● **Problem statement**:
Identify every line in the data below that contains the word "arrow", and copy each such line in full.

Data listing
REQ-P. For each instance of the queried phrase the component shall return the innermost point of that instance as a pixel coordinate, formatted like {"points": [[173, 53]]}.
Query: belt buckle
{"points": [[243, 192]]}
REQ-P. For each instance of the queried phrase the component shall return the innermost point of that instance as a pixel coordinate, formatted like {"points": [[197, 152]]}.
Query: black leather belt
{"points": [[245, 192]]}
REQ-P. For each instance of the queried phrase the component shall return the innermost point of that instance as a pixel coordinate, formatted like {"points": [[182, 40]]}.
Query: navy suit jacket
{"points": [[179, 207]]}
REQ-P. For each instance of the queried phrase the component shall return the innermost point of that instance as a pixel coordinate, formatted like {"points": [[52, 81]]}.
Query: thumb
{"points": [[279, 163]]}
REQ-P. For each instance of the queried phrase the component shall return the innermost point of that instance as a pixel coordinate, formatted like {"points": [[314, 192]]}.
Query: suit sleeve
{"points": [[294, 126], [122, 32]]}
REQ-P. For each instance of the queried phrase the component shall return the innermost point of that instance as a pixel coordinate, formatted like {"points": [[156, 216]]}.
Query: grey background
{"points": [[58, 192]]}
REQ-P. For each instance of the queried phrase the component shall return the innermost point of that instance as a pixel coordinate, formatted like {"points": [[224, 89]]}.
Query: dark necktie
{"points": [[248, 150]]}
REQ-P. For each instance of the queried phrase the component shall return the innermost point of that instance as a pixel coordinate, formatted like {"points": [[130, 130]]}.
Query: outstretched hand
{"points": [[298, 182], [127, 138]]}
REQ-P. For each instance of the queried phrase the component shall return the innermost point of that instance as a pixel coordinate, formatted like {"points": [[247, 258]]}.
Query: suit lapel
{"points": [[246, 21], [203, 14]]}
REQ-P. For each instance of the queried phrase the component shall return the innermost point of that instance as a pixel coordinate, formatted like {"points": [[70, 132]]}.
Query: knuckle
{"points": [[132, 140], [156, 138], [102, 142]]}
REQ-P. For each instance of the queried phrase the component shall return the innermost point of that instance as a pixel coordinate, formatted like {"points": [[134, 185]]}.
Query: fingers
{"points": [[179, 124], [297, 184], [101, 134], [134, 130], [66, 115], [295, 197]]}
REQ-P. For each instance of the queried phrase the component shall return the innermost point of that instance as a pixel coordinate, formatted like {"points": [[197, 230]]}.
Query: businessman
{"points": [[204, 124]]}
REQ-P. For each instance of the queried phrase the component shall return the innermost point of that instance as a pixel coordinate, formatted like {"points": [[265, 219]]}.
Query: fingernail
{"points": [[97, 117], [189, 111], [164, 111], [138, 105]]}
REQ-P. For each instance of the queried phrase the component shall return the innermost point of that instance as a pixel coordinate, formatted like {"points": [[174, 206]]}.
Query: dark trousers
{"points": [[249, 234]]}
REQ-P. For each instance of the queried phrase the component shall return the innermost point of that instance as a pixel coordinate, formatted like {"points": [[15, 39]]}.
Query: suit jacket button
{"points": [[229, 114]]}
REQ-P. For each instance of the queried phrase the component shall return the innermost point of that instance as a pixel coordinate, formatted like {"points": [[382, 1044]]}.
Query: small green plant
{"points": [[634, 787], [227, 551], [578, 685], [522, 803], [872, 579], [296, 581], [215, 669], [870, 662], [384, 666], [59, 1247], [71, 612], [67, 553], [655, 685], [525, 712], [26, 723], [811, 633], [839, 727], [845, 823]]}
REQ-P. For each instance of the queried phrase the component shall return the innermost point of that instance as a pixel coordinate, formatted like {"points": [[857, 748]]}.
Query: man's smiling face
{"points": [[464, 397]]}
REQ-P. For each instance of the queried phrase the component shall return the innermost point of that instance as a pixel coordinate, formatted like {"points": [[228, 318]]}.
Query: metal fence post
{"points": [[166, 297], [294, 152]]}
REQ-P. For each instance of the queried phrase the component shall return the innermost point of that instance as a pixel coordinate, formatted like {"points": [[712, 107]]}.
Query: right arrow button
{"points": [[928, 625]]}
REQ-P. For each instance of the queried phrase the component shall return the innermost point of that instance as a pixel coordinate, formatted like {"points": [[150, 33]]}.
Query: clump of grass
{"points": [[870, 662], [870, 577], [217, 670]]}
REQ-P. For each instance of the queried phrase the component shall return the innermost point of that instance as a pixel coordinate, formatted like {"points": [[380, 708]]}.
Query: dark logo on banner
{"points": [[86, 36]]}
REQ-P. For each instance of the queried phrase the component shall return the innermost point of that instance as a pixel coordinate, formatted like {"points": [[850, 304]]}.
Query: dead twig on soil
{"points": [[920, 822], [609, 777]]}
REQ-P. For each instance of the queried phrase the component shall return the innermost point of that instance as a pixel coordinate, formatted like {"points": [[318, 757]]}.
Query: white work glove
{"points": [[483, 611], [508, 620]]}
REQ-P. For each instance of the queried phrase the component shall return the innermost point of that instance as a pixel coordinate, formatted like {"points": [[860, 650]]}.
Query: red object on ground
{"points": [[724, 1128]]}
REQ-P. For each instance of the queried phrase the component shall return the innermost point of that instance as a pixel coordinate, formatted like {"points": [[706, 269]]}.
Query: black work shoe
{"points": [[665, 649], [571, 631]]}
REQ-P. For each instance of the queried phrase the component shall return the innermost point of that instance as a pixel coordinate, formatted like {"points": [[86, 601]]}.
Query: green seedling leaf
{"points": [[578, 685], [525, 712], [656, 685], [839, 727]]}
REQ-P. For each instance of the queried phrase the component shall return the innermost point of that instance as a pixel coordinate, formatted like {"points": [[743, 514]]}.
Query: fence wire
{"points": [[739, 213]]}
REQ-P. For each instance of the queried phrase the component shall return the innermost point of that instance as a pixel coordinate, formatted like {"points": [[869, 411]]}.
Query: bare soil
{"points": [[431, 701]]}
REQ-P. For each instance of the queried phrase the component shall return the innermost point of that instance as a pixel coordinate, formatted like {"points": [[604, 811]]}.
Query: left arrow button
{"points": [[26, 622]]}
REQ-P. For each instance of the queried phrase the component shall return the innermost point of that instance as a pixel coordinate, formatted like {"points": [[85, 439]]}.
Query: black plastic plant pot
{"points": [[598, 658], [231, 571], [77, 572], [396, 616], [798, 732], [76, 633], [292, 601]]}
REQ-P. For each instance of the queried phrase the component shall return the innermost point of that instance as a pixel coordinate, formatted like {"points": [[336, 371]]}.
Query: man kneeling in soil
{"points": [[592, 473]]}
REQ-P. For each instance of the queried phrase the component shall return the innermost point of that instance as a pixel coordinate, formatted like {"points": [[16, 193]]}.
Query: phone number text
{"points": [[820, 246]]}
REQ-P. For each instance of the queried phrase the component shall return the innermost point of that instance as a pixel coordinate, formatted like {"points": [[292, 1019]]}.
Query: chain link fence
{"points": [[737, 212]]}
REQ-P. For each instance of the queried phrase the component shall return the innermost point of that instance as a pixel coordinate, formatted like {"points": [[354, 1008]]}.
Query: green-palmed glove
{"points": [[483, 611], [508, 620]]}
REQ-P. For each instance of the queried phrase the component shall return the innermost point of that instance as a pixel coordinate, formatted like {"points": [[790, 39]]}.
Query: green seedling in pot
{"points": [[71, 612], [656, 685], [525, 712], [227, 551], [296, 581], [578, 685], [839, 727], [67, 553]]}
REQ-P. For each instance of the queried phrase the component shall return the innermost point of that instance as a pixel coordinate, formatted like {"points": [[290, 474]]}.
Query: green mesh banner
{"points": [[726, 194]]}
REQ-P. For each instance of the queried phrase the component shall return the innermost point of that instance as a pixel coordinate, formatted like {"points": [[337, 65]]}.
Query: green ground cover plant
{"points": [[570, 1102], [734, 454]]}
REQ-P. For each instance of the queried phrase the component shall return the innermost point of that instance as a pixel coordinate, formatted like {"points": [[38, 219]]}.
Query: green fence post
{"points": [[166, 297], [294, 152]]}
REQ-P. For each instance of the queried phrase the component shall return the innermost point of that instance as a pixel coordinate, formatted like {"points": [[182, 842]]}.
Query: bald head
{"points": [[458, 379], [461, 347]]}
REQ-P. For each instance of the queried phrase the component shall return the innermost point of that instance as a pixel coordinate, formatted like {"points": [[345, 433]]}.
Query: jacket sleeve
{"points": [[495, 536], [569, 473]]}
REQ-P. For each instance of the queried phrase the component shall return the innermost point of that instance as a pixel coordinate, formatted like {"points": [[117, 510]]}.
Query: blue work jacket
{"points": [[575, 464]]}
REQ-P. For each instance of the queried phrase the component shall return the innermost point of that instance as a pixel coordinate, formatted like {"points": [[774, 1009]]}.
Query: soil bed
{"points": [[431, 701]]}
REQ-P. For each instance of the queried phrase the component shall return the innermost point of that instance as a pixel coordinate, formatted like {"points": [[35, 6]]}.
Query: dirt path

● **Answer to the task**:
Query: right arrow button
Query: left arrow button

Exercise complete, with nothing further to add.